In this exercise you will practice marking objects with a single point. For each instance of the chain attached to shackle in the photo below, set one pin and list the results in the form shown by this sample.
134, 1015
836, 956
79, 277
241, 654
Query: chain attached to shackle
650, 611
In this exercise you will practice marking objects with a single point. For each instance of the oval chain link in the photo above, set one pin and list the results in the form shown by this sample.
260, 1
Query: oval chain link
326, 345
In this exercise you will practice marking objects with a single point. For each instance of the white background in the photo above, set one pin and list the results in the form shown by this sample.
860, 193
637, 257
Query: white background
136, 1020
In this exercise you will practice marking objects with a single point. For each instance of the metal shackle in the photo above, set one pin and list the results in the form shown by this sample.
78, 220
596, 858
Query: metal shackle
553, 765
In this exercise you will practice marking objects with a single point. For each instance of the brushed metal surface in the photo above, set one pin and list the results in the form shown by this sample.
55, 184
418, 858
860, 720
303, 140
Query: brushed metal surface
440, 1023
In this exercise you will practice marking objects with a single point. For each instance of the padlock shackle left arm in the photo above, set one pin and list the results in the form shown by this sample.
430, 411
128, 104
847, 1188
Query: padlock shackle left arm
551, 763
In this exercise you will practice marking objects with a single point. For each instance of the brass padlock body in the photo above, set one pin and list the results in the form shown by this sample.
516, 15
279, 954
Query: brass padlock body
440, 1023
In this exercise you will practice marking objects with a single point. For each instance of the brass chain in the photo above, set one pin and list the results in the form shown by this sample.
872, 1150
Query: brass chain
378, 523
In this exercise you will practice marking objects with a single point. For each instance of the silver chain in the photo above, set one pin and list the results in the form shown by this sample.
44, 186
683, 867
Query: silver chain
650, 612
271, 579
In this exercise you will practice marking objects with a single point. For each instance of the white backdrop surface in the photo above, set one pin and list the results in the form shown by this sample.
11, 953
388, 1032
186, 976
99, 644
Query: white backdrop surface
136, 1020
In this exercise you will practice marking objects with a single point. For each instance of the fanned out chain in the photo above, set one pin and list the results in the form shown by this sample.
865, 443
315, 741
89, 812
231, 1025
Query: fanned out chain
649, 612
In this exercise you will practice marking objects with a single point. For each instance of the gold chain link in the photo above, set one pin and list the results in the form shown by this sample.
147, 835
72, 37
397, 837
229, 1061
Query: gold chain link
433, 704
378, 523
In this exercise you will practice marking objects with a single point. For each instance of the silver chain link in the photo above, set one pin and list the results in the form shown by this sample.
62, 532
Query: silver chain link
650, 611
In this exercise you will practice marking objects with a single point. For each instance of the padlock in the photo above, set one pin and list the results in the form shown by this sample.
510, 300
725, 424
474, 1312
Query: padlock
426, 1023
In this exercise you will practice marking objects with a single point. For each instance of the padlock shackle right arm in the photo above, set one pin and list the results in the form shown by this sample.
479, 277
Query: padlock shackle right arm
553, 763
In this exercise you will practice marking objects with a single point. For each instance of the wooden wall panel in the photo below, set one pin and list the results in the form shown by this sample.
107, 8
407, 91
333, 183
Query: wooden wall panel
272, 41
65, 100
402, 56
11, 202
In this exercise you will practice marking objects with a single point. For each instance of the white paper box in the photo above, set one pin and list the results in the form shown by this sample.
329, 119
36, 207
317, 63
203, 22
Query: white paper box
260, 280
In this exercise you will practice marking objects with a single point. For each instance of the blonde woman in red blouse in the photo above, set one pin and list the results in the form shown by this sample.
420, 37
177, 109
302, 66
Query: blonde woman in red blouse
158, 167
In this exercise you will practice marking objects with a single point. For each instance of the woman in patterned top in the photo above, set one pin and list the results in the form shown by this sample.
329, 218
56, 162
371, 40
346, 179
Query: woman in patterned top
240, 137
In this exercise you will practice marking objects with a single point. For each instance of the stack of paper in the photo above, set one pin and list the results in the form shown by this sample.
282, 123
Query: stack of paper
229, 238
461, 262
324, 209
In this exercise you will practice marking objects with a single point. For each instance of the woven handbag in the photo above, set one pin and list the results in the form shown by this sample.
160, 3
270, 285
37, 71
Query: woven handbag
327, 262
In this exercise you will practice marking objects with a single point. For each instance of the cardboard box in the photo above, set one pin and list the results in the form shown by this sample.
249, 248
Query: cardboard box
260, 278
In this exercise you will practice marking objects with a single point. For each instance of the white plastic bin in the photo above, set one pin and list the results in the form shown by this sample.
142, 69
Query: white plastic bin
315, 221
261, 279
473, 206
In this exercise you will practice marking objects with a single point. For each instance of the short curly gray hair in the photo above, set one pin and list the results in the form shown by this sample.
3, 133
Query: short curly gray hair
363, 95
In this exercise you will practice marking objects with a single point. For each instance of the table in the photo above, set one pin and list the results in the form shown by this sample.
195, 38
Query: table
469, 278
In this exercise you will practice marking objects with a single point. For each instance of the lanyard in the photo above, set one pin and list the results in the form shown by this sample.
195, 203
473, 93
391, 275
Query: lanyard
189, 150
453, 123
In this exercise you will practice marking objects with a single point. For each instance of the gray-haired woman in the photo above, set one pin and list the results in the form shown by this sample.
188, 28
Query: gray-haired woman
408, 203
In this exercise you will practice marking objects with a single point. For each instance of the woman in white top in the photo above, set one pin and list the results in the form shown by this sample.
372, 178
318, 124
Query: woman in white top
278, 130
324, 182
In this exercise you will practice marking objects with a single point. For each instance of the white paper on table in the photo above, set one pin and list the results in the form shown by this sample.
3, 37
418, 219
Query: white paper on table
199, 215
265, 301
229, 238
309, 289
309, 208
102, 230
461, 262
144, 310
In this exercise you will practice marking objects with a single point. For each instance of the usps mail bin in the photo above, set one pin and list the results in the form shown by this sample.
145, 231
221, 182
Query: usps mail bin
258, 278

○ ○ ○

### Schriftliche Anweisung:
Überführe den Abschnitt der Datensätze, der mit der Zeile mit „of the usps“ beginnt und bis zum Ende der Datensätze reicht, in eine Markdown-Tabelle mit den Spalten „Nr.“ und „Zeile“. Beide Enden gehören dazu, und Leerzeilen lässt du weg.

### Antwort zur Aufgabe:
| Nr. | Zeile |
|---|---|
| 1 | In this exercise you will practice marking objects with a single point. For each instance of the usps mail bin in the photo above, set one pin and list the results in the form shown by this sample. |
| 2 | 145, 231 |
| 3 | 221, 182 |
| 4 | Query: usps mail bin |
| 5 | 258, 278 |